*DOCUMENT*:
For the meat on stove top
(4) Lbs. Beef chuck pot roast, cut in quarters
(1) Lb. Beef Cross-Hind Shank with bone
(6) Garlic cloves
(3) Bay leaves
(1) Tablespoon salt
(1) Teaspoon pepper
(1/2) Teaspoon cumin powder
(1) Whole onion, peeled

For the Sauce/Broth
(14) Dried Guajillo chiles
(2) Dried Chile Anchos
(1) Inch ginger, peeled about a tablespoon
(1/4) Cup apple cider vinegar
(1/2) Cinnamon stick
(3) Bay leaves
(2) Teaspoons Mexican oregano
(2) Teaspoons whole cumin seeds
(5) Peppercorns
(8) Garlic cloves
(1) Cup beef broth
(1) Cup chilie water
 

In a large Dutch oven, or a large stockpot add your meat, garlic, bay leaves, salt and pepper,
cumin, and onion.
Fill the pot with water until it covers the meat completely.
Bring to boil, then lower to a medium heat to cook for 2 1/2 to 3 hours or until meat is tender and
ready to shred.

Save a cup of broth.
While the meat is cooking, this will be a good time to start on the sauce.
Cut open the dried chilies and remove the stems and seeds.
In a large skillet over medium heat, toast the chilies, a few at a time, using a metal spatula to
press them flat against the hot surface until they change color slightly and release their aroma,
then flip and toast the other side.
Collect the toasted chilies in a bowl, cover with hot tap water. Cover to keep them submerged
and rehydrate for 20 minutes, or longer if needed.
Save about a cup of soaking liquid (chili water)
While the chilies are soaking, toast the garlic in the skillet over medium heat, turning
occasionally until slightly brown.
In the blender or a food processor, add the chilies, ginger, apple cider vinegar, cinnamon stick,
bay leaves, oregano, cumin, garlic, peppercorns, broth, chili water and blend until smooth. If it is
thick, that's fine.

*EXCERPTED RECORDS*:
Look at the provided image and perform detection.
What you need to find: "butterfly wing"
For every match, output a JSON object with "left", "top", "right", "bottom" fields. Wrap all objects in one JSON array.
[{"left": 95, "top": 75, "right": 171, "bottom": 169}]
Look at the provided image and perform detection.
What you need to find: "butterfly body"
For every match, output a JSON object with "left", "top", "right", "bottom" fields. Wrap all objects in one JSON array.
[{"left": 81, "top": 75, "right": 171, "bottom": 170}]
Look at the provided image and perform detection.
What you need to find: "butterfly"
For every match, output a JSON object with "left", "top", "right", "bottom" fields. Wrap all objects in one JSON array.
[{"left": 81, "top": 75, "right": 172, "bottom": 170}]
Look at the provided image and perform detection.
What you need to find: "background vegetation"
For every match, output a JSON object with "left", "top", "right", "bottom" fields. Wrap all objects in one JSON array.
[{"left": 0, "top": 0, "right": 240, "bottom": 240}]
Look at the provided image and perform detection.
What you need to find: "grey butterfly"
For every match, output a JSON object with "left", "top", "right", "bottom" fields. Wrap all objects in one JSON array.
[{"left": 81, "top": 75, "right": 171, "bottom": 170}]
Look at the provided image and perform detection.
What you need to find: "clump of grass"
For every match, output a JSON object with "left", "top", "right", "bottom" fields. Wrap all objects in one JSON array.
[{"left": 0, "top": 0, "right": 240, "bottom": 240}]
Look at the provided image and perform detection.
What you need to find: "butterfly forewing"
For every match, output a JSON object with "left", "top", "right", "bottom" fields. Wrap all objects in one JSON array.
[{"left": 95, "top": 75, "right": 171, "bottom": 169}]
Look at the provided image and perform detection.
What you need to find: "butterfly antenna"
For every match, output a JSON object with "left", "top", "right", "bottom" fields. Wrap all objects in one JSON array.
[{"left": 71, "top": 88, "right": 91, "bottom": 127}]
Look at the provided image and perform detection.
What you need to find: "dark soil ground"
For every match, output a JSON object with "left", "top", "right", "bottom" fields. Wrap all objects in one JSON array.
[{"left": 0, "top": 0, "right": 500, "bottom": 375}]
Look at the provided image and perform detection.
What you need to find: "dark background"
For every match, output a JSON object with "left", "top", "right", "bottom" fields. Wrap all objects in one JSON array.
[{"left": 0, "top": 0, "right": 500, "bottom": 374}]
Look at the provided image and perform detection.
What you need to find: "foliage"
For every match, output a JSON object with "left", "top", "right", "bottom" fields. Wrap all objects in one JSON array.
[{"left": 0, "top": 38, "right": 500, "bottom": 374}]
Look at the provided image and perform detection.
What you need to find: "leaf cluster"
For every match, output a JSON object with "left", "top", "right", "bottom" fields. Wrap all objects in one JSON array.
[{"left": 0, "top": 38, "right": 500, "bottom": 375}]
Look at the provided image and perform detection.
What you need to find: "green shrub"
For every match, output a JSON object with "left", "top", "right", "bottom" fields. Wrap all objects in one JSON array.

*OBJECTIVE 1*: List every ingredient the recipe gives under "For the meat on stove top."
*OBJECTIVE 2*: Carry the recipe forward from its last step.
None of the lines are needed here.

*EXERCISE RESULT 1*:
- Beef chuck pot roast
- Beef cross-hind shank with bone
- Garlic cloves
- Bay leaves
- Salt
- Pepper
- Cumin powder
- Onion

*EXERCISE RESULT 2*:
Strain and set aside. Save a 1- ½ cups for coating the tortillas and for dipping.
Now that the meat is done. Use tongs to carefully pull out the meat, laying the pieces on a
baking sheet. Carefully remove the fat and bones.
Pull the meat into shreds. Taste and season with salt if needed. Place the shredded meat with
the chopped onion back into the Dutch oven. Pour the sauce over the meat and cook at a low
heat for about 20 minutes.
 

Make Tacos
(16) Corn or flour tortillas. 8 of each and mix them up
(½) Large onion, chopped
(10 oz) Oaxaca Queso, shredded
(½) Cup of sauce
(½) Cup cilantro
(2) Limes, cut into wedges
Canola or vegetable oil

 

On a large griddle or a skillet, over medium heat, add oil to lightly coat the skillet.
Place half a cup of sauce in a small platter (a pie dish works great) and slightly coat the tortillas.
Place 2-3 tortillas in the skillet, add meat, queso, sprinkle in onions cilantro and a squeeze of
lime.

When the tortilla starts to turn brown, a little crispy, and the cheese has melted, fold them over
and transfer to a warm plate.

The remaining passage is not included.